> **Task statement**
Restate each entry below exactly; pictures stay out of the copy.

> **Excerpted records**
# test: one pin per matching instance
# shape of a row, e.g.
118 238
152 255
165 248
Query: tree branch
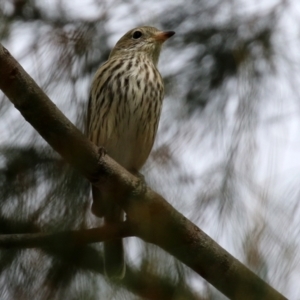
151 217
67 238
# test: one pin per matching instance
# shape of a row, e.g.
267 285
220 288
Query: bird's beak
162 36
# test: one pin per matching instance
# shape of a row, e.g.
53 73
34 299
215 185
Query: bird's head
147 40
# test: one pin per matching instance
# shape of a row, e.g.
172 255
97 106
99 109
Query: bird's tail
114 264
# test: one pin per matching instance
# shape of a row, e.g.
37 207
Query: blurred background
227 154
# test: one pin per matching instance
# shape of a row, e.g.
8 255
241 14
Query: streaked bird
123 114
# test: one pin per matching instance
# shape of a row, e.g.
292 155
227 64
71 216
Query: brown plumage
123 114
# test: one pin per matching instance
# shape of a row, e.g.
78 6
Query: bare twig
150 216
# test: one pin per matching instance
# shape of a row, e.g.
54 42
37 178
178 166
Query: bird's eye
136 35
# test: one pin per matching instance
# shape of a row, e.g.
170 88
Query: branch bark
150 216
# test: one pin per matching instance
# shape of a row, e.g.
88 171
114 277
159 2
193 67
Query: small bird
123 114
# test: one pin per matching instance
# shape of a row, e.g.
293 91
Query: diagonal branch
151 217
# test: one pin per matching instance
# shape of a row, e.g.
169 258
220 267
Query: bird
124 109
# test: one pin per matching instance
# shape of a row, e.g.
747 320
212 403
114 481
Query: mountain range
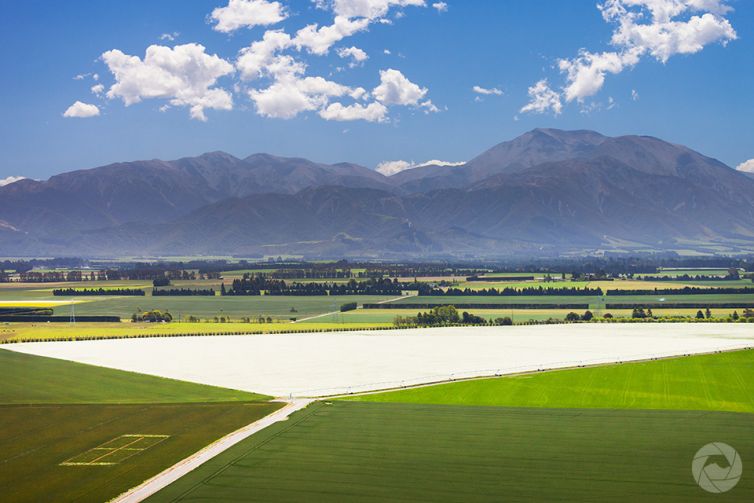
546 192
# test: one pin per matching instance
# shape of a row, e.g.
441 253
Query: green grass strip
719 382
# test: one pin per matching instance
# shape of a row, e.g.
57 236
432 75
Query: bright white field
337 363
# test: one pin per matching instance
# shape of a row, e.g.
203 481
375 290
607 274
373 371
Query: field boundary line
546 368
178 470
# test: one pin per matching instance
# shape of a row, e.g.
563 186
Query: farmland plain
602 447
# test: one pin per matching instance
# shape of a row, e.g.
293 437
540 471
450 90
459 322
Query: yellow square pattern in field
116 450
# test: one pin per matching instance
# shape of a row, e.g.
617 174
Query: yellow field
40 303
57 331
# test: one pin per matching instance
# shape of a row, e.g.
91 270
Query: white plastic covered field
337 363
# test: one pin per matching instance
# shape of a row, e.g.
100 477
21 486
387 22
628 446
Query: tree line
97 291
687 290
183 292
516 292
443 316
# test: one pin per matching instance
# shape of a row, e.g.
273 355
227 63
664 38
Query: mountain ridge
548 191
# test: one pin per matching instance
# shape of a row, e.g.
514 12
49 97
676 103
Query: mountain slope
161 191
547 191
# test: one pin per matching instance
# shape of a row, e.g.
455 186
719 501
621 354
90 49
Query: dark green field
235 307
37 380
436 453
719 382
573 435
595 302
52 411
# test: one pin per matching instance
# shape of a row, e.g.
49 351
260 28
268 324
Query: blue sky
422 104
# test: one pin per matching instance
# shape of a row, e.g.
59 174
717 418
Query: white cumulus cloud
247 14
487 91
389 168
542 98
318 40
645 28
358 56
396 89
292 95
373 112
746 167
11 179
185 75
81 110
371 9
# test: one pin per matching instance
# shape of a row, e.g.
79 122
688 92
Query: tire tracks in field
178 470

> **Exercise response**
# test: one pin per matching instance
# shape of a row, e.g.
118 238
152 255
165 248
Query: tree branch
151 217
67 238
# test: one pin per matching instance
# shape of a row, e.g.
267 285
220 288
Query: bird's beak
162 36
# test: one pin per matching instance
# shape of a row, e.g.
53 73
34 299
215 185
Query: bird's head
147 40
# test: one pin per matching instance
# shape of a row, e.g.
172 255
97 106
99 109
Query: bird's tail
114 264
# test: one pin per matching instance
# shape of a row, e.g.
37 207
Query: blurred background
227 154
# test: one pin per matching instance
# shape of a row, e.g.
8 255
241 14
Query: streaked bird
123 114
# test: one pin per matching instance
# shape of a row, e.g.
292 155
227 64
71 216
Query: brown plumage
123 114
# test: one pin per matching instance
# shape of a row, e.g.
78 6
Query: bare twig
150 216
# test: one pin per matching instance
# shape of a row, e.g.
54 42
37 178
178 166
Query: bird's eye
136 35
# test: one pin per matching instance
# shape of a row, e.g.
170 88
Query: branch bark
150 216
# test: one pin per matching instance
# shape of a row, e.g.
88 171
114 277
159 2
193 67
Query: small bird
123 114
# test: one pin per matching instance
# shape of a row, e.g.
293 91
Query: diagonal branch
151 217
# test: one pin per matching instance
# shape of a row, e.g.
169 258
220 267
Query: bird
124 109
# test: one pin per matching instance
# shape of a row, e.g.
747 320
212 403
114 481
Query: mountain range
546 192
# test: one pin per matching instance
# shape of a row, e.g.
441 253
Query: green grass strip
719 382
# test: one pin per matching instance
# shape of a row, e.g.
57 236
432 75
Query: bright white field
337 363
# test: one pin per matching instance
# shape of a row, e.g.
203 481
375 290
607 274
373 371
Query: field boundary line
546 368
178 470
# test: one pin per matching instance
# shape of a row, e.g.
563 186
Query: farmland plain
602 447
# test: one pin per matching instance
# shape of a row, e.g.
293 437
540 471
450 90
459 322
Query: yellow square pattern in field
116 450
# test: one pin per matching instance
# shape of a row, e.g.
617 174
Query: yellow field
40 303
57 331
# test: one pin per matching instance
# shape of a row, e.g.
91 270
Query: white plastic covered field
337 363
# test: one pin per matching instance
# shape of a row, e.g.
100 477
21 486
387 22
628 446
Query: tree line
97 291
687 290
183 292
516 292
443 316
# test: one pin per matching instance
# shape of a row, e.g.
273 355
227 63
664 38
Query: mountain ridge
548 191
# test: one pin per matching instance
# shape of a row, e.g.
514 12
49 97
676 103
Query: mountain slope
161 191
547 191
# test: one pin per matching instance
# shape of a row, e.g.
455 186
719 501
621 354
90 49
Query: dark green field
235 307
37 380
436 453
719 382
573 435
595 302
52 411
# test: one pin per matching instance
# shape of a row, e.g.
49 351
260 28
268 324
Query: blue sky
422 104
# test: one pin per matching instance
# shape of a row, e.g.
59 174
717 418
Query: white cumulus cloud
247 14
487 91
389 168
542 98
318 40
645 28
358 56
396 89
292 95
373 112
746 167
11 179
185 75
81 110
371 9
# test: one pin per matching instance
# shape of a row, e.g.
79 122
688 92
Query: tire tracks in field
178 470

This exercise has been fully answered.